→ **Stated exercise A**: In the listing, edit the part that opens with the line containing "Exercise. Mark the flower stem" and closes with the line containing "[(693, 311)]", replacing "young child" with "small child" and leaving everything else unchanged.

[Start Text segment]

The seeds of Trump, Brexit and Modi’s success were sown by endemic racism and unfairness
The morning after both Donald Trump’s victory and the Brexit referendum, when a mood of paralysing shock and grief overcame progressives and liberals on both sides of the Atlantic, the two most common refrains I heard were: “I don’t recognise my country any more,” and “I feel like I’ve woken up in a different country.” This period of collective disorientation was promptly joined by oppositional activity, if not activism. People who had never marched before took to the streets; those who had not donated before gave; people who had not been paying attention became engaged. Many continue.
Almost three years later the Brexit party, led by Nigel Farage, is predicted to top the poll in European parliament elections in which the far right will make significant advances across the continent; Theresa May’s imminent downfall [confirmed today] could hand the premiership to Boris Johnson; Trump’s re-election in 2020 is a distinct possibility, with Democratic strategists this week predicting only a narrow electoral college victory against him. “Democrats do not walk into the 2020 election with the same enthusiasm advantage they had in the 2018 election,” said Guy Cecil, the chairman of Priorities USA, the largest Democratic political action committee.

[End Text segment]
[Start Provided data]

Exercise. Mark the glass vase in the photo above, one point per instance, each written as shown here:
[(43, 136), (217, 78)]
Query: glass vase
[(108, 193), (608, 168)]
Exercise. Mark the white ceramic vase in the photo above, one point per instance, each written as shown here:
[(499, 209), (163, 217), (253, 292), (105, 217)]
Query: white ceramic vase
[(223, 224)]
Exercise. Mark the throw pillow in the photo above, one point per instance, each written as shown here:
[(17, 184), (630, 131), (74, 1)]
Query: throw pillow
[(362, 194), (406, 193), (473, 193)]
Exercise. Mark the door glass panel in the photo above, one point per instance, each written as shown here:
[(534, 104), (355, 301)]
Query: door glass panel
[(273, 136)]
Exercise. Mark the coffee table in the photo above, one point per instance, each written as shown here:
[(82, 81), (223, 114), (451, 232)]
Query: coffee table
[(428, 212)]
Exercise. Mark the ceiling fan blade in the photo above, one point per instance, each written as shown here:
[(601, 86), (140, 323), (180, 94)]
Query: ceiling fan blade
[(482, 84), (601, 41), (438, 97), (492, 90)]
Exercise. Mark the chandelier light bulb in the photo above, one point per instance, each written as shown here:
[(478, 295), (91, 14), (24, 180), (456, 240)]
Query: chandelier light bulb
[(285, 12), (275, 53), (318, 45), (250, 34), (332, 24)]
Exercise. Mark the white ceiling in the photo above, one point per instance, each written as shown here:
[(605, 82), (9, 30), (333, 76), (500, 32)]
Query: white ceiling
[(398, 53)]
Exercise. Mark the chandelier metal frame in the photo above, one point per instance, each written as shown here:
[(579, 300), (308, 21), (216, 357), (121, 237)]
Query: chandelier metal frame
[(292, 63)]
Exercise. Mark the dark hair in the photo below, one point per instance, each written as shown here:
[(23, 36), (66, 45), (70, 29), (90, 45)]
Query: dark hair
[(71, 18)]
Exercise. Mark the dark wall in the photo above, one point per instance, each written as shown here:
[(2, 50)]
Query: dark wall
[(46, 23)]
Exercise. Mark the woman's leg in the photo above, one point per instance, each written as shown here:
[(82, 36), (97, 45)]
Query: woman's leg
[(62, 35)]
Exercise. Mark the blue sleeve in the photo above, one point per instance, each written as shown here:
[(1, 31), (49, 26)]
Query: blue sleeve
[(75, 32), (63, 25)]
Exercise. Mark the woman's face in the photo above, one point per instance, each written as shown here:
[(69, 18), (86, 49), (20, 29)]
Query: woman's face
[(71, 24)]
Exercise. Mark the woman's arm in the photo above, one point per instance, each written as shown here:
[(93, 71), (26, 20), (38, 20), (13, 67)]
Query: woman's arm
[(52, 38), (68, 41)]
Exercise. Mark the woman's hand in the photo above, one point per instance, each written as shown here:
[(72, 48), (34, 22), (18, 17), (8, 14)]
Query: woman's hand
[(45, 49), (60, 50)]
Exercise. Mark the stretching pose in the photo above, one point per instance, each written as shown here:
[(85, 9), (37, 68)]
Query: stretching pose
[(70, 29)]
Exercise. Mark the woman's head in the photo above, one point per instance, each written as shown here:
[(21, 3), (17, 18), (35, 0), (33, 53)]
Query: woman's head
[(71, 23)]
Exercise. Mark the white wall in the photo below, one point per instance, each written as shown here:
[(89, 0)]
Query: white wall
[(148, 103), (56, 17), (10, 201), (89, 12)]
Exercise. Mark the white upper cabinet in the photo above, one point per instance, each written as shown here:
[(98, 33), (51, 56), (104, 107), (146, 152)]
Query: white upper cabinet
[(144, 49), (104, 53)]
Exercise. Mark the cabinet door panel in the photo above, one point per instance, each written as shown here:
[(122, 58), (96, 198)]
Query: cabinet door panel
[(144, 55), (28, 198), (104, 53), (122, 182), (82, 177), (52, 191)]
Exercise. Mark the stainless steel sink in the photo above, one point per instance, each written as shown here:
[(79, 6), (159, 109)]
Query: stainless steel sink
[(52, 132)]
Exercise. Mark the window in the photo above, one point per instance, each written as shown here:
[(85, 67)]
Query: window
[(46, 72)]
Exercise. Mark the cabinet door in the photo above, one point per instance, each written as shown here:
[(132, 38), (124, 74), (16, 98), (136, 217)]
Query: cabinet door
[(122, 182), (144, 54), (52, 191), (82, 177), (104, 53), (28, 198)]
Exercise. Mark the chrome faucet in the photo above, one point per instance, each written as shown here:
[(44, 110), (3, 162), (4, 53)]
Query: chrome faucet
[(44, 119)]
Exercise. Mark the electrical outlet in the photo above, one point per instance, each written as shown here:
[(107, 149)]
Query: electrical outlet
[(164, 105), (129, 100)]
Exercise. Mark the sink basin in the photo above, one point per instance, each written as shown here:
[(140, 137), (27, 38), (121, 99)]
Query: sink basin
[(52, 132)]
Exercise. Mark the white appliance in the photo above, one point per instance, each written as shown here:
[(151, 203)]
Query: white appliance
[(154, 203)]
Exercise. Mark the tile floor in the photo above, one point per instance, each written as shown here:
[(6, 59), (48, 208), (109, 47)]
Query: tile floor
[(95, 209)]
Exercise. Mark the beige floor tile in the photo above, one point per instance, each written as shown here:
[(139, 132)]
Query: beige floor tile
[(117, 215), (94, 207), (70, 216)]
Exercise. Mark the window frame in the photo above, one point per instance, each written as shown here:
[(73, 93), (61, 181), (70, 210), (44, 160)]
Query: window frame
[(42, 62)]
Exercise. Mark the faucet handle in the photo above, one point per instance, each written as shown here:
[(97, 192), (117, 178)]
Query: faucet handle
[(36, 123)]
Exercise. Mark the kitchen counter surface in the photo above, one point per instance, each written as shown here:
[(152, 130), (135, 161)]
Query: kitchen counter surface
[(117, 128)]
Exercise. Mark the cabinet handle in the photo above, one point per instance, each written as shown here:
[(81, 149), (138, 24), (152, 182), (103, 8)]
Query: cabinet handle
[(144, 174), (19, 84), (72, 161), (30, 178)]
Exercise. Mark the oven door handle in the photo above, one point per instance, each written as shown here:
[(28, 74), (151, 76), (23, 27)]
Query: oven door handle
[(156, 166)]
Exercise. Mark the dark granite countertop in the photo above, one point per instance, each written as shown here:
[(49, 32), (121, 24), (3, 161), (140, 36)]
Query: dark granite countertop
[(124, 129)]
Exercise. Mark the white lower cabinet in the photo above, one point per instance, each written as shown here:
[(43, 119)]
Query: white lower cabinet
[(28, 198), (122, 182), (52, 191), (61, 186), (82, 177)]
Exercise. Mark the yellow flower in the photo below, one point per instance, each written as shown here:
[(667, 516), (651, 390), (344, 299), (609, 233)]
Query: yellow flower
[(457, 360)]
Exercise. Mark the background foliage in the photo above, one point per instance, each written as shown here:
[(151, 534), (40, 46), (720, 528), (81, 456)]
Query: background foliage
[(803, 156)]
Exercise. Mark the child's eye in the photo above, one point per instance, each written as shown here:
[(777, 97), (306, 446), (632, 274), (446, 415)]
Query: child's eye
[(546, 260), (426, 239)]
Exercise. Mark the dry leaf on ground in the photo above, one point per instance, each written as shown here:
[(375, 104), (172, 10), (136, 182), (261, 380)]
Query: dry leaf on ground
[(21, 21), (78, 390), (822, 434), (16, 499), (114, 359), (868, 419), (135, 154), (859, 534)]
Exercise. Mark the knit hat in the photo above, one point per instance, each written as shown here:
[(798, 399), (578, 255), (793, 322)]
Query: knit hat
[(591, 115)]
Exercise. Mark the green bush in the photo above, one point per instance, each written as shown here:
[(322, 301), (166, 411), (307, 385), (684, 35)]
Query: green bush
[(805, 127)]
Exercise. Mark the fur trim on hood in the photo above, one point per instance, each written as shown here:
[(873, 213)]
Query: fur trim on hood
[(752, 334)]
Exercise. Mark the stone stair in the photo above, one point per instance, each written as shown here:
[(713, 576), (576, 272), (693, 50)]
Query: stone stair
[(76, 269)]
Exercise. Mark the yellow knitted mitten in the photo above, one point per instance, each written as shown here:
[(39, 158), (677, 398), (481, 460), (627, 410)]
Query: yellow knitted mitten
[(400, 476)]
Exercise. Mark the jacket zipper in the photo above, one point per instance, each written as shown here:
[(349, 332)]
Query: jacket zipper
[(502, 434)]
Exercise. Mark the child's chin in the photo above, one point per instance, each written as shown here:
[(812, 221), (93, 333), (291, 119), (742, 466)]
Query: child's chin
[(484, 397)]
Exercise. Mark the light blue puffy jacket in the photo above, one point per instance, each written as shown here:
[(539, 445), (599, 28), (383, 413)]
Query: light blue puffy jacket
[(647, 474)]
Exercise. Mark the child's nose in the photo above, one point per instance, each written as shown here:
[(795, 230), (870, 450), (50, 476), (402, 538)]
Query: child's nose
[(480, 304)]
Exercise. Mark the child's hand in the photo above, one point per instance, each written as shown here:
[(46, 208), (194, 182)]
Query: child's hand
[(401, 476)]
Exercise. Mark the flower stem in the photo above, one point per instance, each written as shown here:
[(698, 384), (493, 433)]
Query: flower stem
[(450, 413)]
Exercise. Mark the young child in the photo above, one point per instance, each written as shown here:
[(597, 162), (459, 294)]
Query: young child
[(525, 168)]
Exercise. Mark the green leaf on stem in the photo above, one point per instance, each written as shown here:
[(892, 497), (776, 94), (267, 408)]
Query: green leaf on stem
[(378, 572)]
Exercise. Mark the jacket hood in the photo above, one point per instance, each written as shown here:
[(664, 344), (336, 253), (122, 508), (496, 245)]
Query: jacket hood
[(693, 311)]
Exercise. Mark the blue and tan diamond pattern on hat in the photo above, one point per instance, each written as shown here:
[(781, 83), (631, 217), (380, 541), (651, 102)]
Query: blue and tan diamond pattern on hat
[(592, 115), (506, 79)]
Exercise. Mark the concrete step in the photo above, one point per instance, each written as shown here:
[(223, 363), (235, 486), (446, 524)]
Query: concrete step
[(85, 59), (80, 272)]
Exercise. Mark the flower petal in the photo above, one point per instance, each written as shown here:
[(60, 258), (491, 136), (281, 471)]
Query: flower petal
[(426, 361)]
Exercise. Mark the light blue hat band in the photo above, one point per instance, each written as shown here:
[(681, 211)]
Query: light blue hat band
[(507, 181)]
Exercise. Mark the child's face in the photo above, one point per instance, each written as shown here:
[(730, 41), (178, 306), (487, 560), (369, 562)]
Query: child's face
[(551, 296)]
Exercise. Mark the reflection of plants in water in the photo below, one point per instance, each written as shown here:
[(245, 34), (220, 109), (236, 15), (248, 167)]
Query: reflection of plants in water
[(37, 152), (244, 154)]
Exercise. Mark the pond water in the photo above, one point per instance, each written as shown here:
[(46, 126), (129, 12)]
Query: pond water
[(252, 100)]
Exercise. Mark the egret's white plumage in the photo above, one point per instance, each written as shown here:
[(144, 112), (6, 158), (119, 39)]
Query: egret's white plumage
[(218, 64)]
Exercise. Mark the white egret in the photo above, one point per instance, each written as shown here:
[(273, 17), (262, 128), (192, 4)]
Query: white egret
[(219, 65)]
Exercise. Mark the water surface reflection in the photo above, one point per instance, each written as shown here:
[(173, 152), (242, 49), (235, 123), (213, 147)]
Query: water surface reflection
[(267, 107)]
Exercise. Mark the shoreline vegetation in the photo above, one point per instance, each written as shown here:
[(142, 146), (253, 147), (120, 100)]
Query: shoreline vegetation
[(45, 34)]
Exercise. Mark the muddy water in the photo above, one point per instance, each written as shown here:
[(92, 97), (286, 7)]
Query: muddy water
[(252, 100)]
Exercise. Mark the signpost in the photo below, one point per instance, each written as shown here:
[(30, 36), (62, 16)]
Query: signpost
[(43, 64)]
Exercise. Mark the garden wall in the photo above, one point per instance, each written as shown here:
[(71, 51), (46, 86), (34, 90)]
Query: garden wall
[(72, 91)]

[End Provided data]

→ **Stated exercise B**: In the opinion piece about Trump, Brexit and Modi, who is named as the chairman of Priorities USA?

→ **Complete answer A**:
Exercise. Mark the flower stem in the photo above, one point per instance, each written as shown here:
[(698, 384), (493, 433)]
Query: flower stem
[(450, 413)]
Exercise. Mark the small child in the photo above, one point per instance, each written as shown here:
[(597, 162), (459, 294)]
Query: small child
[(525, 168)]
Exercise. Mark the green leaf on stem in the photo above, one point per instance, each written as shown here:
[(892, 497), (776, 94), (267, 408)]
Query: green leaf on stem
[(378, 572)]
Exercise. Mark the jacket hood in the photo above, one point per instance, each written as shown here:
[(664, 344), (336, 253), (122, 508), (496, 245)]
Query: jacket hood
[(693, 311)]

→ **Complete answer B**: Guy Cecil